━━ SUPPLIED ENTRIES ━━

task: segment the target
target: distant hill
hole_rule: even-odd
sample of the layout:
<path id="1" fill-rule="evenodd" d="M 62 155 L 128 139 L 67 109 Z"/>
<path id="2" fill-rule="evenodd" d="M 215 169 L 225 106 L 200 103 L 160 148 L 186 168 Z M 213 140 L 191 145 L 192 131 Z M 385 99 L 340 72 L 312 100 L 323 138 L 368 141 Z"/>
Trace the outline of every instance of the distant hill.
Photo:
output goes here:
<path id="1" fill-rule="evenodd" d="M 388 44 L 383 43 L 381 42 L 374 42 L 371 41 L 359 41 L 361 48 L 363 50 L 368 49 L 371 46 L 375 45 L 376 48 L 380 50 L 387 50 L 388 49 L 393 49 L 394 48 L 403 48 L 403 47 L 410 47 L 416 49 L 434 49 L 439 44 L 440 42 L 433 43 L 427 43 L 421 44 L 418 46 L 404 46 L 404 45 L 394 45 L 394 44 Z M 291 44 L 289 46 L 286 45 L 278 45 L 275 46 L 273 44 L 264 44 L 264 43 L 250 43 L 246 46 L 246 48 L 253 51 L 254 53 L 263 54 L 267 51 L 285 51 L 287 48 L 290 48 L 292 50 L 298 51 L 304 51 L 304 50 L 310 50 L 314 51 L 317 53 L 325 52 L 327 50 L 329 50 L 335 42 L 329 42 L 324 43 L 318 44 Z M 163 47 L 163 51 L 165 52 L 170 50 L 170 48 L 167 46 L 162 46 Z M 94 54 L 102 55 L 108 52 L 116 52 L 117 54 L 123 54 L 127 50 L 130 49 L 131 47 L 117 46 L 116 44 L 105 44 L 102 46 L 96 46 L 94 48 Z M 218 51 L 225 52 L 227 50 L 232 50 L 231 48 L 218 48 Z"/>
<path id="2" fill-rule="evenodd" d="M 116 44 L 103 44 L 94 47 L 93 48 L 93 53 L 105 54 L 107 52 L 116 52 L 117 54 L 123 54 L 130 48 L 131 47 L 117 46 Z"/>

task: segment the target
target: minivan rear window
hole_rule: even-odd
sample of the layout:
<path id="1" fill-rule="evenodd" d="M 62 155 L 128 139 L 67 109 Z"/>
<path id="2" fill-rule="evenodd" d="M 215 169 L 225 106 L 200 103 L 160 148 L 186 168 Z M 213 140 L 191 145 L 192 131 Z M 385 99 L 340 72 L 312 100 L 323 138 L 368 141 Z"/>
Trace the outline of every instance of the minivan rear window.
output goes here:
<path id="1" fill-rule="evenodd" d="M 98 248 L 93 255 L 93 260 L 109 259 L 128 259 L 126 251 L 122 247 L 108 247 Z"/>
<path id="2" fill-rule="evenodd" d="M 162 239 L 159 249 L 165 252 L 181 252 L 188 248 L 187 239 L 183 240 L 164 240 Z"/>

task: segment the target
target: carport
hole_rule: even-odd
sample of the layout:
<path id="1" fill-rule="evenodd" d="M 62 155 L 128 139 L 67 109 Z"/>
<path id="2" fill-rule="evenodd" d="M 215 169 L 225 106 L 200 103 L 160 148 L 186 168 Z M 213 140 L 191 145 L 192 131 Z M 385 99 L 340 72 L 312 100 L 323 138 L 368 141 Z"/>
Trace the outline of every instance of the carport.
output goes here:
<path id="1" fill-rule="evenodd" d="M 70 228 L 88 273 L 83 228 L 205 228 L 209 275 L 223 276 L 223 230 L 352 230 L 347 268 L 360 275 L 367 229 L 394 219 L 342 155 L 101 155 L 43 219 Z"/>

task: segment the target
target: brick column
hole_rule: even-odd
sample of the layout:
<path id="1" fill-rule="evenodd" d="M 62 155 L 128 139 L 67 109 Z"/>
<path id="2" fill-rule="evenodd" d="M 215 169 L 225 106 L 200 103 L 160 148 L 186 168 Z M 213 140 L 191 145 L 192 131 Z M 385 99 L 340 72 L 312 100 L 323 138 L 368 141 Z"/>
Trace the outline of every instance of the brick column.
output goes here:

━━━

PROBLEM TO SOLVE: Copy all four items above word for word, keeping every line and character unchanged.

TASK RESULT:
task: segment the target
target: distant hill
hole_rule: even-odd
sample of the layout:
<path id="1" fill-rule="evenodd" d="M 62 155 L 128 139 L 67 109 Z"/>
<path id="2" fill-rule="evenodd" d="M 215 169 L 225 106 L 200 103 L 160 148 L 186 168 Z M 213 140 L 191 145 L 192 131 Z M 385 99 L 340 72 L 312 100 L 323 138 L 368 141 Z"/>
Trace the outline of every instance of the distant hill.
Photo:
output goes here:
<path id="1" fill-rule="evenodd" d="M 388 44 L 383 43 L 381 42 L 374 42 L 371 41 L 359 41 L 361 48 L 363 50 L 368 49 L 371 46 L 375 45 L 376 48 L 380 50 L 387 50 L 388 49 L 393 49 L 394 48 L 403 48 L 403 47 L 410 47 L 416 49 L 434 49 L 439 44 L 440 42 L 433 43 L 427 43 L 421 44 L 418 46 L 404 46 L 404 45 L 394 45 L 394 44 Z M 291 44 L 289 46 L 286 45 L 278 45 L 275 46 L 273 44 L 264 44 L 264 43 L 250 43 L 246 46 L 246 48 L 253 51 L 254 53 L 263 54 L 267 51 L 285 51 L 287 48 L 290 48 L 292 50 L 298 51 L 304 51 L 304 50 L 310 50 L 314 51 L 317 53 L 325 52 L 327 50 L 329 50 L 335 42 L 329 42 L 324 43 L 318 44 Z M 163 47 L 163 51 L 165 52 L 170 50 L 170 48 L 167 46 L 162 46 Z M 94 54 L 102 55 L 108 52 L 116 52 L 117 54 L 123 54 L 127 50 L 130 49 L 131 47 L 117 46 L 116 44 L 105 44 L 102 46 L 96 46 L 94 48 Z M 218 51 L 225 52 L 227 50 L 232 50 L 231 48 L 218 48 Z"/>
<path id="2" fill-rule="evenodd" d="M 116 44 L 103 44 L 94 47 L 93 48 L 93 53 L 105 54 L 107 52 L 116 52 L 117 54 L 123 54 L 130 48 L 131 47 L 117 46 Z"/>

task: segment the target
target: minivan rear window
hole_rule: even-odd
sample of the layout:
<path id="1" fill-rule="evenodd" d="M 62 155 L 128 139 L 67 109 Z"/>
<path id="2" fill-rule="evenodd" d="M 215 169 L 225 106 L 200 103 L 160 148 L 186 168 Z M 213 140 L 191 145 L 192 131 Z M 385 99 L 340 72 L 312 100 L 323 138 L 368 141 Z"/>
Trace the outline of every instance of the minivan rear window.
output goes here:
<path id="1" fill-rule="evenodd" d="M 98 248 L 93 255 L 93 260 L 109 259 L 128 259 L 126 251 L 122 247 L 108 247 Z"/>
<path id="2" fill-rule="evenodd" d="M 162 239 L 159 249 L 165 252 L 181 252 L 188 248 L 187 239 L 183 240 L 164 240 Z"/>

task: segment the target
target: carport
hole_rule: even-odd
sample of the layout:
<path id="1" fill-rule="evenodd" d="M 62 155 L 128 139 L 67 109 Z"/>
<path id="2" fill-rule="evenodd" d="M 215 169 L 225 106 L 200 103 L 160 148 L 186 168 Z M 213 140 L 191 145 L 192 131 Z M 385 99 L 340 72 L 312 100 L 323 138 L 368 141 Z"/>
Trace the outline of every instance of the carport.
output goes here:
<path id="1" fill-rule="evenodd" d="M 70 228 L 88 273 L 83 228 L 205 228 L 209 275 L 223 276 L 223 230 L 352 230 L 347 268 L 360 275 L 367 229 L 394 219 L 342 155 L 101 155 L 43 219 Z"/>

task: segment the target
target: brick column
hole_rule: even-odd
sample of the layout:
<path id="1" fill-rule="evenodd" d="M 62 155 L 128 139 L 67 109 Z"/>
<path id="2" fill-rule="evenodd" d="M 215 169 L 225 106 L 200 103 L 160 148 L 186 168 Z M 213 140 L 191 145 L 192 131 Z M 385 99 L 340 72 L 312 100 L 323 138 L 368 141 Z"/>
Trace the outline of every instance of the brick column.
output goes here:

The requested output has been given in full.